> Consegna:
Riporta identiche tutte le righe dei record che seguono, tralasciando le immagini.

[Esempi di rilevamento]
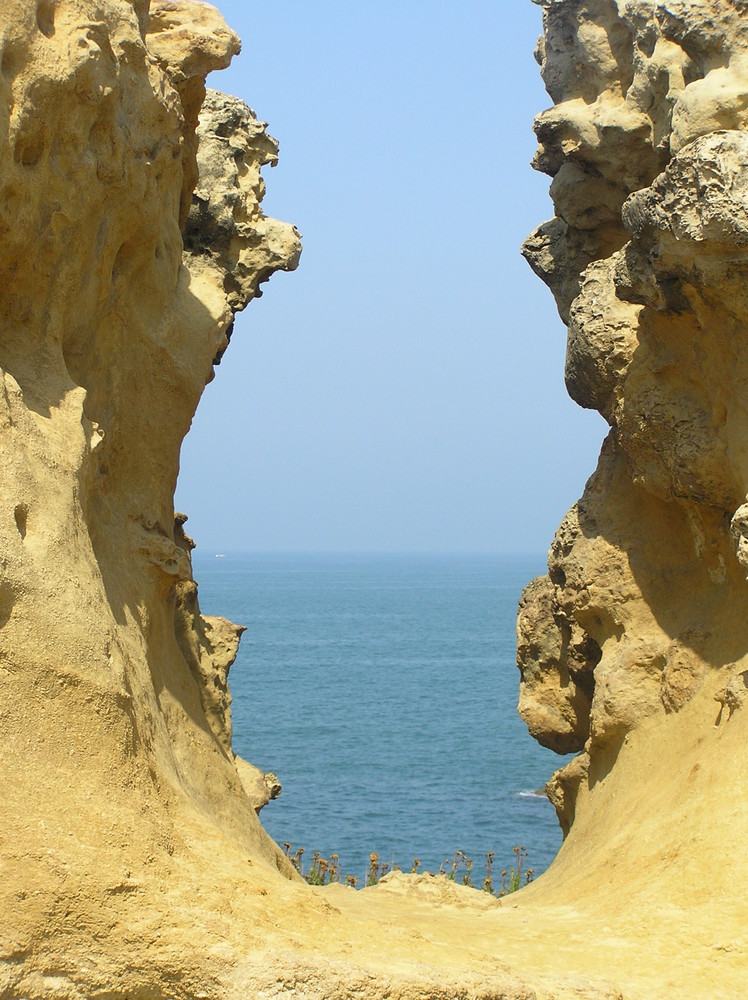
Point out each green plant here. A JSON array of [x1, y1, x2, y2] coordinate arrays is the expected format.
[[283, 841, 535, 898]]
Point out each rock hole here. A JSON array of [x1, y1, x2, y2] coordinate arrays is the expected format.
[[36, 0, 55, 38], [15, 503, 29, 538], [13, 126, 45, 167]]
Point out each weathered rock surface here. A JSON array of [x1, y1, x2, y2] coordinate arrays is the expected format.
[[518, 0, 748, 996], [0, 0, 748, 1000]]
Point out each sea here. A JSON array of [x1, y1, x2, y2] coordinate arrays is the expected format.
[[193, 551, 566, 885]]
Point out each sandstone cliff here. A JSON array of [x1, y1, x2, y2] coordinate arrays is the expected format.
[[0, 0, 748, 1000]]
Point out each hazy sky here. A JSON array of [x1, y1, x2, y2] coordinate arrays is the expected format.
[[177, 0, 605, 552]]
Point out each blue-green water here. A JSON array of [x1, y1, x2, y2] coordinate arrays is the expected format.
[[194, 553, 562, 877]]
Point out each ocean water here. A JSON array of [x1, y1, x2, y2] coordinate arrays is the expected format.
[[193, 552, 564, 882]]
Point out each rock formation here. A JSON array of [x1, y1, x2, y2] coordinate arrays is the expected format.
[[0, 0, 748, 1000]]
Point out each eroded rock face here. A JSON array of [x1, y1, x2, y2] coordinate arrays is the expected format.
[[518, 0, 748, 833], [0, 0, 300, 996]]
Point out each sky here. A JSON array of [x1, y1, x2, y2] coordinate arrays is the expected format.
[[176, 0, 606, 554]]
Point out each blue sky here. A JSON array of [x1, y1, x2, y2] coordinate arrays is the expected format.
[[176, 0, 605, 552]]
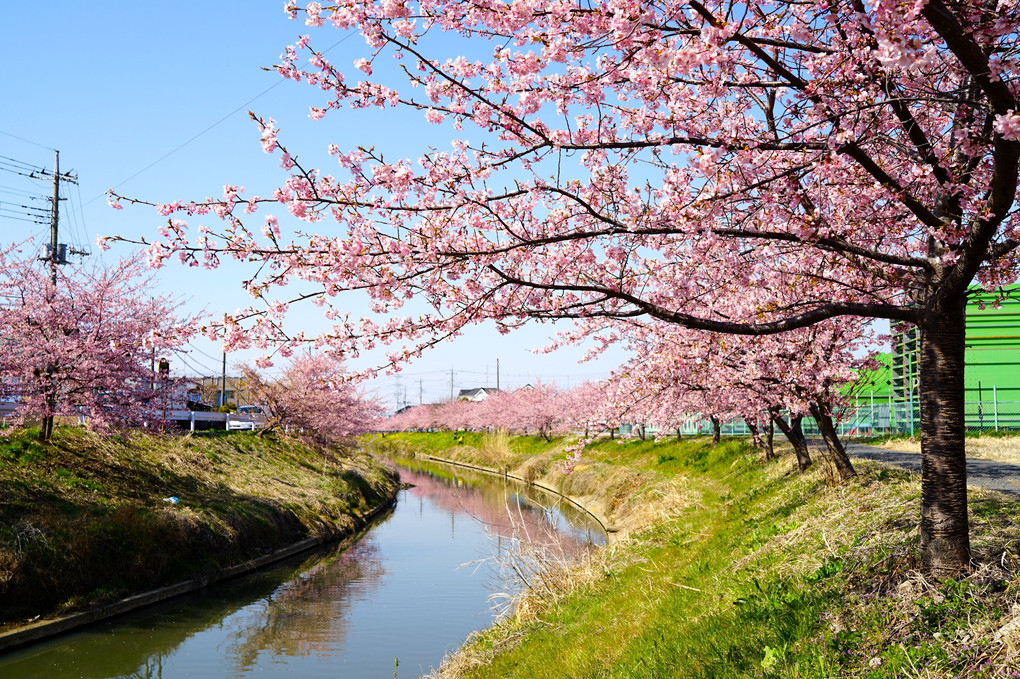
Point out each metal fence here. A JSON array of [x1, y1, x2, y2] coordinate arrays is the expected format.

> Risposta:
Point out each green plant here. A JSON array of [x1, y1, x2, y2] coordinate arrays is the expected format.
[[283, 841, 535, 898]]
Point out each rock hole here. A JSON array of [x1, y1, x2, y2] coordinate arrays is the expected format.
[[36, 0, 55, 38], [15, 503, 29, 538], [13, 126, 45, 167]]
Point out each weathered rock surface here. A JSON array of [x1, y1, x2, y2] coordinate arrays is the expected format.
[[518, 0, 748, 996], [0, 0, 748, 1000]]
Point out each sea here. A JSON array of [x1, y1, x2, y2] coordinate arrays is the expected format.
[[193, 551, 566, 885]]
Point out each sandstone cliff here. A JSON array of [x1, y1, x2, y2] coordinate arrays is the expected format.
[[0, 0, 748, 1000]]
Point out each hazy sky here. A JSON array of [x1, y1, x2, y2] coordinate arrays is the expected format.
[[177, 0, 605, 552]]
Point out each blue-green water here. A JSON array of [x1, y1, x2, y2] coordinate arrays is the expected format.
[[194, 553, 562, 877]]
Point out each ocean water here. A JSON array of [x1, y1, x2, y2] coordinate arrays is the expected format.
[[193, 552, 564, 882]]
Point out each rock formation here. A JSON array of [x1, y1, x2, y2] coordinate arrays is the expected format.
[[0, 0, 748, 1000]]
Point out each eroded rock face here. A JSON array of [x1, y1, x2, y2] coordinate arrays is the expected format.
[[518, 0, 748, 833], [0, 0, 300, 996]]
Point out each sky here. A JSON array of [x1, y1, x2, y2] coordinate arrays is the expected format.
[[176, 0, 606, 554]]
Point out each blue sky here. A JSON array of [x1, y1, x2, y2] coordinate arrays is the expected format.
[[176, 0, 605, 552]]
Point out each metal fence here. A JSON array of [x1, y1, x2, y2] coordinate arrays is the expected format.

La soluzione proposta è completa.